* [GIVEN INSTRUCTION] Rescale the data starting at the line that contains "down using the picture above." and ending at the last line of the data. Rewrite every line in that stretch with all other text unchanged, multiplying each coordinate by 1.2 and rounding it to a whole number, with halves rounded up.

### EXERCISE DATA

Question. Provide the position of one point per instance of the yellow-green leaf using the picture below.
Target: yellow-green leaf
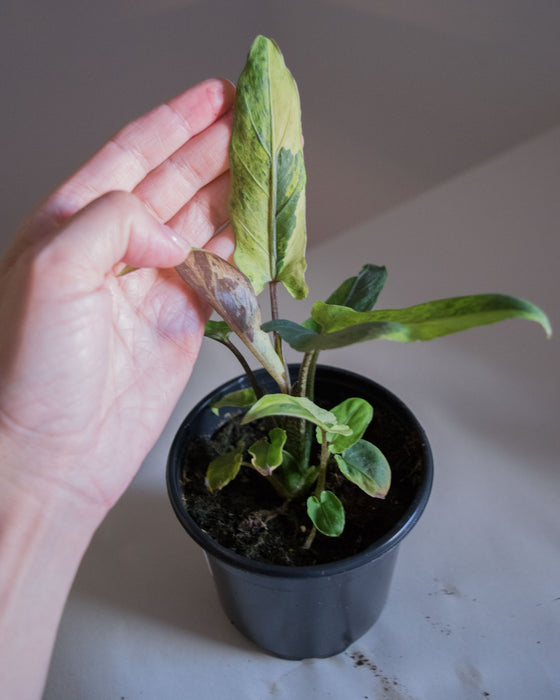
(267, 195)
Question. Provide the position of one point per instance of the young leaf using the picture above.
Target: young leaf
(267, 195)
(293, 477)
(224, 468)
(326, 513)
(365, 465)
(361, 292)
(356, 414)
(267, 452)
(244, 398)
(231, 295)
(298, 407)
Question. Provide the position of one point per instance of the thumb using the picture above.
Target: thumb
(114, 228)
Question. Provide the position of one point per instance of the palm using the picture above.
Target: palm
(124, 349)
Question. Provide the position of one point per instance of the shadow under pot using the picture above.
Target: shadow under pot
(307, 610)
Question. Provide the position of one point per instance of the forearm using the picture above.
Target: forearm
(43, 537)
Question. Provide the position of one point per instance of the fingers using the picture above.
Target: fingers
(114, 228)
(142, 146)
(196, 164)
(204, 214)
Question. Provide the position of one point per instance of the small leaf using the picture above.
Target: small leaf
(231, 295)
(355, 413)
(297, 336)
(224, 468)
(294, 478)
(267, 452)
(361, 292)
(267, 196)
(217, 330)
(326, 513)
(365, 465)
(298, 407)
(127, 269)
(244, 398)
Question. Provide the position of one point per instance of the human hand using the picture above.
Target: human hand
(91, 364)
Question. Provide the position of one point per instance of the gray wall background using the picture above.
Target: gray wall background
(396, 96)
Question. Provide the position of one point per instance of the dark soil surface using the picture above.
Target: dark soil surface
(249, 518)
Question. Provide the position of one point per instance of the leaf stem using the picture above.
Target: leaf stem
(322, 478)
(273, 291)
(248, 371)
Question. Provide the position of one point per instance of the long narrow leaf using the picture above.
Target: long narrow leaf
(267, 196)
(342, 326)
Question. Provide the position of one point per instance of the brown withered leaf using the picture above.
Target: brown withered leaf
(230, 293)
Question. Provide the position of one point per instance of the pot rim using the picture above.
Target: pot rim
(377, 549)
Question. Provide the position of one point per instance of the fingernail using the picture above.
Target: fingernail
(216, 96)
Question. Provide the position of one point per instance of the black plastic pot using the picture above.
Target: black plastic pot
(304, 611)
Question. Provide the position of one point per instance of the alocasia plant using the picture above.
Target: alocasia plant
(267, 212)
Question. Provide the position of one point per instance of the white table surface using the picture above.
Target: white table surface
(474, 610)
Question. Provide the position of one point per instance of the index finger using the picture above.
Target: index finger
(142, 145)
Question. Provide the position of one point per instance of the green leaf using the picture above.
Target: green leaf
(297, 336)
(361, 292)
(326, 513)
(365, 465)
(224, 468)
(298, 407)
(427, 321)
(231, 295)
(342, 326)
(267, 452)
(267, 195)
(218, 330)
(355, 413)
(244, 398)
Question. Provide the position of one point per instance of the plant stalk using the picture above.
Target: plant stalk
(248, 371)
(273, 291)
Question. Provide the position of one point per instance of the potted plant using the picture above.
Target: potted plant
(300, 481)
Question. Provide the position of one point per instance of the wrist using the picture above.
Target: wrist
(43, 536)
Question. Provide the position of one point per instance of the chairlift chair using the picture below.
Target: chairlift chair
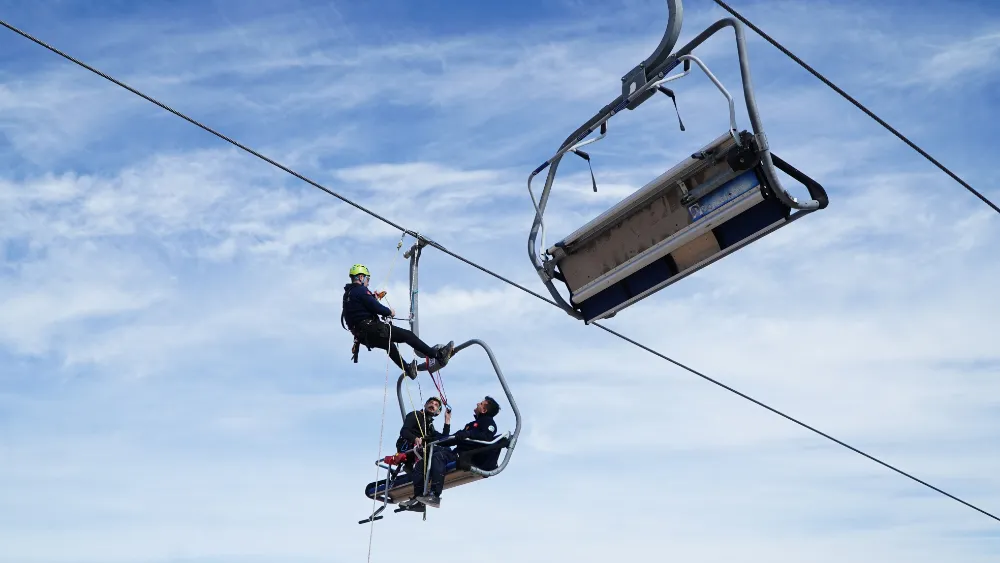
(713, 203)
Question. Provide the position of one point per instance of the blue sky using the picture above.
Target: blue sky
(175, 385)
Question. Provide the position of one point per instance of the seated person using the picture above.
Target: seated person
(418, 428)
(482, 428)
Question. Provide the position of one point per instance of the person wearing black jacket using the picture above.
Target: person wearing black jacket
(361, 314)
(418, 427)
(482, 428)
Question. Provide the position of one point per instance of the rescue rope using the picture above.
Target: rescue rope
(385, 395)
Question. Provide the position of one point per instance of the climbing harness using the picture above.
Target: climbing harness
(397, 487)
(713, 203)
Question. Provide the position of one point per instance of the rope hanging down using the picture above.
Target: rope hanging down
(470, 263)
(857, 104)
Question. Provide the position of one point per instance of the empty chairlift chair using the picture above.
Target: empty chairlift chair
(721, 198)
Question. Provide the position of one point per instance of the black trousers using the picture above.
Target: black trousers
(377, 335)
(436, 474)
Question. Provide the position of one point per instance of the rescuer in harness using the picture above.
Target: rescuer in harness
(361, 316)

######

* [WRITTEN ANSWER]
Question. Provide the position of one point per instance of the rope hanging down using the picture above.
Target: rope hanging down
(564, 316)
(1028, 125)
Question. Provide the position of one point per instance of the empty chairlift chair using the picture above.
Target: empty chairlift chair
(865, 238)
Question. Provide the position of one point per instance of the black trousers using the picture above.
Target: black trousers
(452, 402)
(523, 569)
Question. Provide the position of one point per instance of the rescuer in harness using the picture above.
Target: rescuer in harness
(433, 379)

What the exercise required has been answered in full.